WHAT TO DO — Reproduce the rows below verbatim, starting at the line that contains "Please trace the outline of every instance of the grey" and continuing through the last of the rows, with both ends included.

START

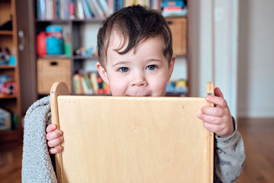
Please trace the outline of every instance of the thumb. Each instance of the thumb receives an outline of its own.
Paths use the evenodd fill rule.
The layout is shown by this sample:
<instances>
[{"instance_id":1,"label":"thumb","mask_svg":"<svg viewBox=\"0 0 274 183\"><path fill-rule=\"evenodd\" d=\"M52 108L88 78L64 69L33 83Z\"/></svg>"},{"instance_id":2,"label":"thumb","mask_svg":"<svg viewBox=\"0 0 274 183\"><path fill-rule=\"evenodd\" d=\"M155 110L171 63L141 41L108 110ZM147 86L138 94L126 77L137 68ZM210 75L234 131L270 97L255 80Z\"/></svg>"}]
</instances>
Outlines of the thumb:
<instances>
[{"instance_id":1,"label":"thumb","mask_svg":"<svg viewBox=\"0 0 274 183\"><path fill-rule=\"evenodd\" d=\"M216 96L216 97L220 97L223 98L223 93L222 93L222 92L221 91L220 88L218 88L218 87L217 87L217 88L215 88L215 89L214 89L214 95L215 95L215 96Z\"/></svg>"}]
</instances>

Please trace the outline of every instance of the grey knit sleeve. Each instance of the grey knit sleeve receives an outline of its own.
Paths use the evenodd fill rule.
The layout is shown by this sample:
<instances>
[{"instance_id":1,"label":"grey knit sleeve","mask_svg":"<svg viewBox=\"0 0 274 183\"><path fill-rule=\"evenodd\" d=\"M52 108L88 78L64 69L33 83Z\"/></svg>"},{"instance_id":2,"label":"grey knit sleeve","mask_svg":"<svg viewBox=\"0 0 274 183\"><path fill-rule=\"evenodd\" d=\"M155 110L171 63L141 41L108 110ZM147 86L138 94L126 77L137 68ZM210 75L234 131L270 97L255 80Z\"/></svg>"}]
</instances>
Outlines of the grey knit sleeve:
<instances>
[{"instance_id":1,"label":"grey knit sleeve","mask_svg":"<svg viewBox=\"0 0 274 183\"><path fill-rule=\"evenodd\" d=\"M227 138L215 135L214 182L234 182L242 172L245 160L244 143L232 117L235 131Z\"/></svg>"}]
</instances>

END

EXERCISE SOLUTION —
Please trace the outline of every instance of the grey knit sleeve. Each instance of the grey knit sleeve receives an outline of its own.
Paths use the evenodd fill rule.
The layout is shown by this sample:
<instances>
[{"instance_id":1,"label":"grey knit sleeve","mask_svg":"<svg viewBox=\"0 0 274 183\"><path fill-rule=\"evenodd\" d=\"M52 108L88 78L64 69L33 83Z\"/></svg>"},{"instance_id":2,"label":"grey knit sleeve","mask_svg":"<svg viewBox=\"0 0 274 183\"><path fill-rule=\"evenodd\" d=\"M155 110L171 63L141 41L108 110ZM147 86L138 94L126 77L137 68ZM210 75L234 131L270 97L255 80Z\"/></svg>"}]
</instances>
Outlines of the grey knit sleeve:
<instances>
[{"instance_id":1,"label":"grey knit sleeve","mask_svg":"<svg viewBox=\"0 0 274 183\"><path fill-rule=\"evenodd\" d=\"M227 138L215 135L214 182L234 182L242 172L245 160L244 143L232 117L235 131Z\"/></svg>"}]
</instances>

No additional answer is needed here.